STATED EXERCISE: Pull out every line of the material below that contains the word "shoulder".

TASK INPUT:
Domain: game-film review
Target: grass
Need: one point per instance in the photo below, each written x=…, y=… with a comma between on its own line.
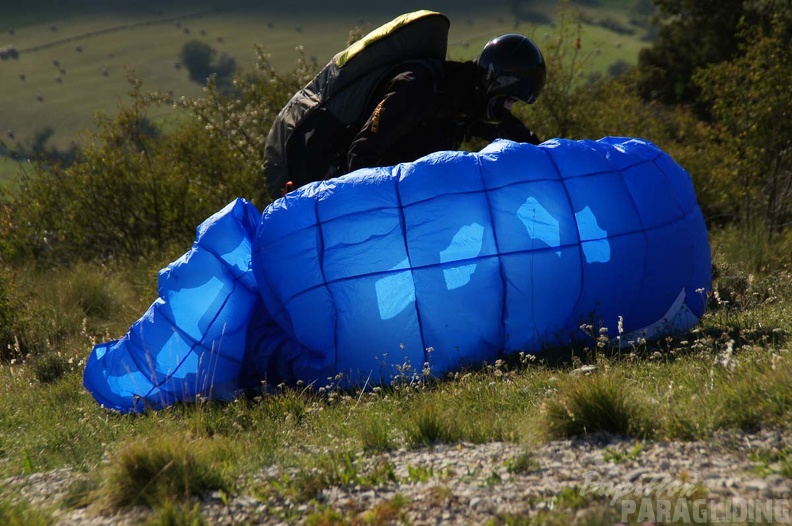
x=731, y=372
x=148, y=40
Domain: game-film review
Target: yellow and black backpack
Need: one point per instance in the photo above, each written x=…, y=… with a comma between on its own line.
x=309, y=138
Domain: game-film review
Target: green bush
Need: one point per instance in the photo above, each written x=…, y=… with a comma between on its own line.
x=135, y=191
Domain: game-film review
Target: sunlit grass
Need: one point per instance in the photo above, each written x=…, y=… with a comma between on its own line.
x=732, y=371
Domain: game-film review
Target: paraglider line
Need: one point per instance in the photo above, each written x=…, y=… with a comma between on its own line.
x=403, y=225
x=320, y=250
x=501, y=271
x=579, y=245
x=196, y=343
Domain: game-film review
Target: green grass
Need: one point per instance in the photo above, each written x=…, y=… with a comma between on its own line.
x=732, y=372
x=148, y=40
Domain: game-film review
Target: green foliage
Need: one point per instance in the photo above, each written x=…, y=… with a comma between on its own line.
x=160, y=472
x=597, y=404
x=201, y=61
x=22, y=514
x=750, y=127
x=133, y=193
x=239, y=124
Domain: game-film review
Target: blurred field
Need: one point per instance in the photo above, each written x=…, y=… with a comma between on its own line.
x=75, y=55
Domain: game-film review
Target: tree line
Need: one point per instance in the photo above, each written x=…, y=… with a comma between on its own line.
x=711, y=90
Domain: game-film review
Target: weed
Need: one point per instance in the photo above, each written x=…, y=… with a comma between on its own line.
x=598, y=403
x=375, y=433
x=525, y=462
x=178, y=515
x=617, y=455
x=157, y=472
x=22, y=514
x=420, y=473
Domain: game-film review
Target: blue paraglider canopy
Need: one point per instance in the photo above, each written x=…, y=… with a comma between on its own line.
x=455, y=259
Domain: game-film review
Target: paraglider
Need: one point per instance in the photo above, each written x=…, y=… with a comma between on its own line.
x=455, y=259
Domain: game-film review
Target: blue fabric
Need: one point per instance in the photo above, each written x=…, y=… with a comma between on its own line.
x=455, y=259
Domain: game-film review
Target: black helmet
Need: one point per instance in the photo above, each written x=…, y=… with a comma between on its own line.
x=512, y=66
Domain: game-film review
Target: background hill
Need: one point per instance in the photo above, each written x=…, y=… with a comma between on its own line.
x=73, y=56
---
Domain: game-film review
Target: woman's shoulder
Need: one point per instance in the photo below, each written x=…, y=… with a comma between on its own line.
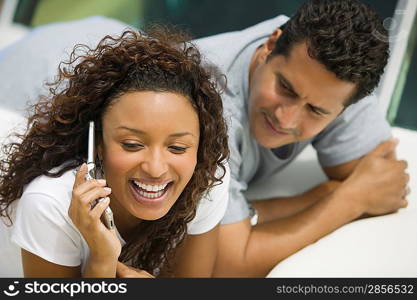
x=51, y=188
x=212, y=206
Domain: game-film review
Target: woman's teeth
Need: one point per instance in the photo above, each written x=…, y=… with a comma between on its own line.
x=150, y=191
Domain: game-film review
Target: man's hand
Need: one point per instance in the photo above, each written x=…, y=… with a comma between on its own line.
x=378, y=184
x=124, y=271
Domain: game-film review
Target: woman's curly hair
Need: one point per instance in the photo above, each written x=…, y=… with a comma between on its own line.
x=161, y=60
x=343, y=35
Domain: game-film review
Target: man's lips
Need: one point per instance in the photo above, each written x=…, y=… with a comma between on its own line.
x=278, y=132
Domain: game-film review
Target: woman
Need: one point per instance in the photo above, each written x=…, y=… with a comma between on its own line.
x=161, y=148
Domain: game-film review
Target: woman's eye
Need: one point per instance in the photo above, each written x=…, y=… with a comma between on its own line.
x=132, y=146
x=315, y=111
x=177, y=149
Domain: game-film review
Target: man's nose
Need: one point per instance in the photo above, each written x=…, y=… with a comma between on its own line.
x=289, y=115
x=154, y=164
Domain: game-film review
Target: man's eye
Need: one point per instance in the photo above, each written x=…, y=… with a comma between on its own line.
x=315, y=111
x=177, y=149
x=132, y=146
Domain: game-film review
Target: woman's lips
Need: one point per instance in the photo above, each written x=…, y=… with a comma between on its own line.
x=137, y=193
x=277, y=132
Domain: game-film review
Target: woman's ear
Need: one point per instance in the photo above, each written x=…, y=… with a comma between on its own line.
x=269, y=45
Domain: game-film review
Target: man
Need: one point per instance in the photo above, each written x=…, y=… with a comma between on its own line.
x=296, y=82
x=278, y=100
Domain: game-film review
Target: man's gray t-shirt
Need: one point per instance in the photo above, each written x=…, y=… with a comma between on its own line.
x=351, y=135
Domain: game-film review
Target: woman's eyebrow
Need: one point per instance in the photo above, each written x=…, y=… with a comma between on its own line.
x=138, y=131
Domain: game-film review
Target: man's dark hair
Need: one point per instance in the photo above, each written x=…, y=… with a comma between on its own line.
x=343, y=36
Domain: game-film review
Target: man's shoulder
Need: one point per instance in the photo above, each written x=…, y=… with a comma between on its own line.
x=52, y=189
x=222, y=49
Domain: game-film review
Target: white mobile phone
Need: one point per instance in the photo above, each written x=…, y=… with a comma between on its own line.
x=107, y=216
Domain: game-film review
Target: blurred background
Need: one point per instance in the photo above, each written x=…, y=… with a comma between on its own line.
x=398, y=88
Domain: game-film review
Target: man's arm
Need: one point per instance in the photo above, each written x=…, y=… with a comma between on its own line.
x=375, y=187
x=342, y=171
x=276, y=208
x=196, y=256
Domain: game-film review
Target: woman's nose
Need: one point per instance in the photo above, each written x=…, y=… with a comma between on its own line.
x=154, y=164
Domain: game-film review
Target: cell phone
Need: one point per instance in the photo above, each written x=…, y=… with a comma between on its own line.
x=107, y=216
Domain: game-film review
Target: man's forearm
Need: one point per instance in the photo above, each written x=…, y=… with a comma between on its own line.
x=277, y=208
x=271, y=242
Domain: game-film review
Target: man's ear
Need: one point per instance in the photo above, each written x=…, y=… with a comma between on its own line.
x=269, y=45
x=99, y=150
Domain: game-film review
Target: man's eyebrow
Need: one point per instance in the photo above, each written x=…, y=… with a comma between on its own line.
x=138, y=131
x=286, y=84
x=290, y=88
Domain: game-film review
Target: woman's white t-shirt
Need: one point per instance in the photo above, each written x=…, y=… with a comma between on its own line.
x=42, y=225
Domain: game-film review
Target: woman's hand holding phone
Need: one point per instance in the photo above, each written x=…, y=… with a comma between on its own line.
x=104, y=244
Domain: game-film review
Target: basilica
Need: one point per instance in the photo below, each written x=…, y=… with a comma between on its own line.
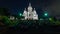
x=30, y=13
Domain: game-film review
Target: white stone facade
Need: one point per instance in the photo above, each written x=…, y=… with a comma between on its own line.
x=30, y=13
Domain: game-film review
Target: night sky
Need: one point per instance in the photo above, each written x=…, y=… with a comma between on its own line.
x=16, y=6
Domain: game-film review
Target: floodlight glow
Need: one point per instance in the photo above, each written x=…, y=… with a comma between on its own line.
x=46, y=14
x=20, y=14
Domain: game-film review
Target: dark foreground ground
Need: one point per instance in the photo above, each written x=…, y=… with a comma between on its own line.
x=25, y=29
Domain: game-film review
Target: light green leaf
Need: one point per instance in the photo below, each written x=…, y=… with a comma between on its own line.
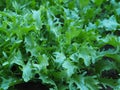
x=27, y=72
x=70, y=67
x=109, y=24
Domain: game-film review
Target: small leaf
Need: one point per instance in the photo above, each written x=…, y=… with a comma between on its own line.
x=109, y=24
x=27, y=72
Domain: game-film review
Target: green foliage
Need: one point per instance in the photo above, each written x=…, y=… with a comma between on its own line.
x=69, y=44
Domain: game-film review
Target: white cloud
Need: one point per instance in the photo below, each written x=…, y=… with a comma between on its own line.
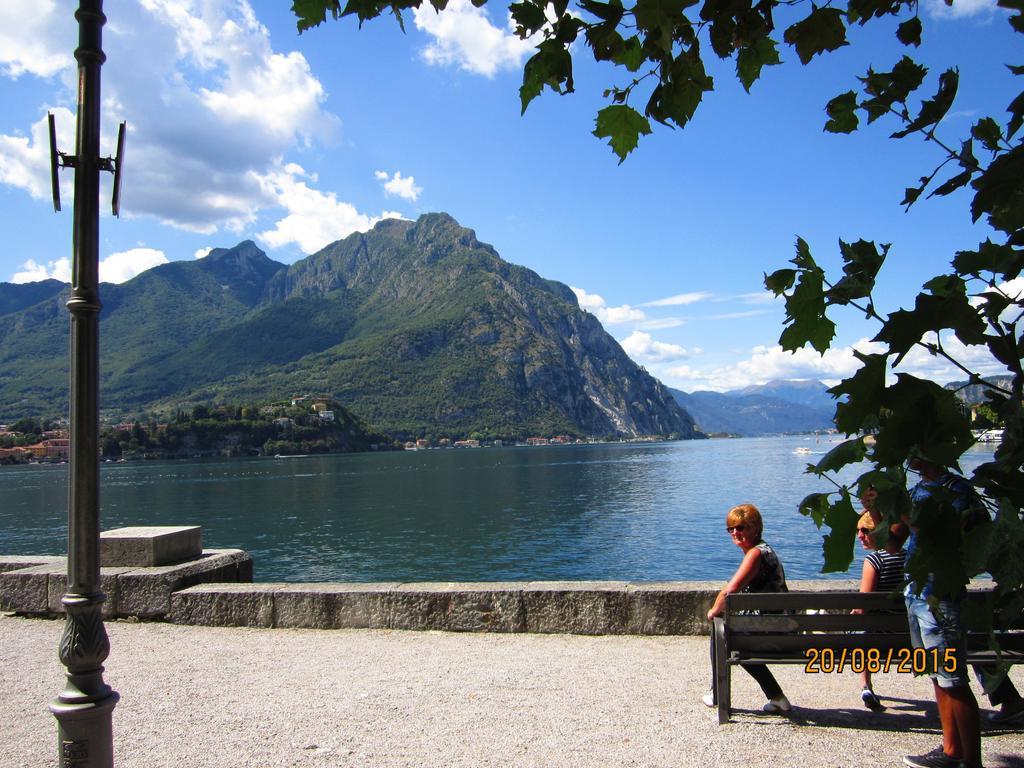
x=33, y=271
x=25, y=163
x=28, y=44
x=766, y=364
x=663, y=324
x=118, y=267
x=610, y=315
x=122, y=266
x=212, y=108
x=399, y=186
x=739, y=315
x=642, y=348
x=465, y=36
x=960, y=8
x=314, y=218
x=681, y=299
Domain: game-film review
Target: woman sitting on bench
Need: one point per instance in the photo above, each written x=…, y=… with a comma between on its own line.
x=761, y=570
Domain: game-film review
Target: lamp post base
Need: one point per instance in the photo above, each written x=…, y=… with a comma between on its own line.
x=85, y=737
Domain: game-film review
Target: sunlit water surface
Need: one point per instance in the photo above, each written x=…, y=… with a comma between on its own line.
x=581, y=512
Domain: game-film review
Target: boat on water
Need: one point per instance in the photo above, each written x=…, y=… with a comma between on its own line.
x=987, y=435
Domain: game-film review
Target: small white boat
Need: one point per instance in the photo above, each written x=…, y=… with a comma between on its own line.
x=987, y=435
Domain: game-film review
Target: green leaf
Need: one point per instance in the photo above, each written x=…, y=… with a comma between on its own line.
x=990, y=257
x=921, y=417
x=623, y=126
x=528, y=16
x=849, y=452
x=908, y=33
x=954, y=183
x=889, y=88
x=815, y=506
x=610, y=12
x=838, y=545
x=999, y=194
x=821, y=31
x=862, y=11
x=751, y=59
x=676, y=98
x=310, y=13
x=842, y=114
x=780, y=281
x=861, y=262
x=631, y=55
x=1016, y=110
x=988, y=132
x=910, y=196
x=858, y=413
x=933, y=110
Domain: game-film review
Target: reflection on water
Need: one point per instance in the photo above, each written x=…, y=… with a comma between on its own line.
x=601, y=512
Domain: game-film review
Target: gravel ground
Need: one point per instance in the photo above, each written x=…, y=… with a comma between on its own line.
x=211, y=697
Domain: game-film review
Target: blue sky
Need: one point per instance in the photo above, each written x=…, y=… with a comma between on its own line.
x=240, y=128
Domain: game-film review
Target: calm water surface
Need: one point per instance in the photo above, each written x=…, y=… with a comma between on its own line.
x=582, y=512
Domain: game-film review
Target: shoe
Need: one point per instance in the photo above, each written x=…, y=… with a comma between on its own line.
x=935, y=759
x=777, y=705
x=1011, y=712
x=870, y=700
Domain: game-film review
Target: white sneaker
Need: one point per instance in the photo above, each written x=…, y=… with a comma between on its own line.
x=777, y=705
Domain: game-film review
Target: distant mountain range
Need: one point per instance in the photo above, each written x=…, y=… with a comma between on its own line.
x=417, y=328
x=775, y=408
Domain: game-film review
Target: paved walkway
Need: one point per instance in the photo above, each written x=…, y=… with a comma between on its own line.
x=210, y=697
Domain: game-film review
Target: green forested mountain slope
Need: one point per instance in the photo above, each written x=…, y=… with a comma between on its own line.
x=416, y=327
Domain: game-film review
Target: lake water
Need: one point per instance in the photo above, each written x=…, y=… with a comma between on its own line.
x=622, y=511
--
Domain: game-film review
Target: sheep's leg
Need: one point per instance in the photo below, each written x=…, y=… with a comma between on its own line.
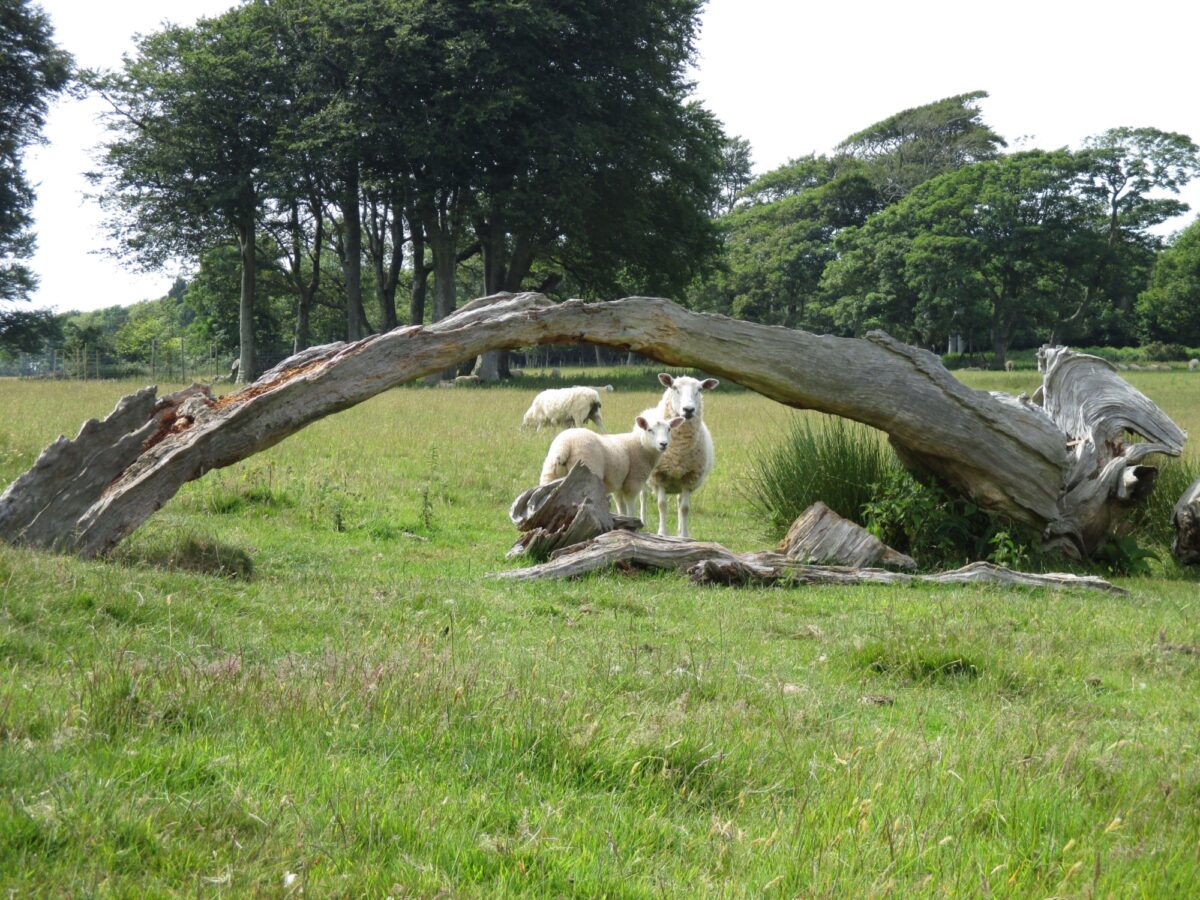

WRITTEN SOLUTION:
Target: woman's shoulder
Target: man's shoulder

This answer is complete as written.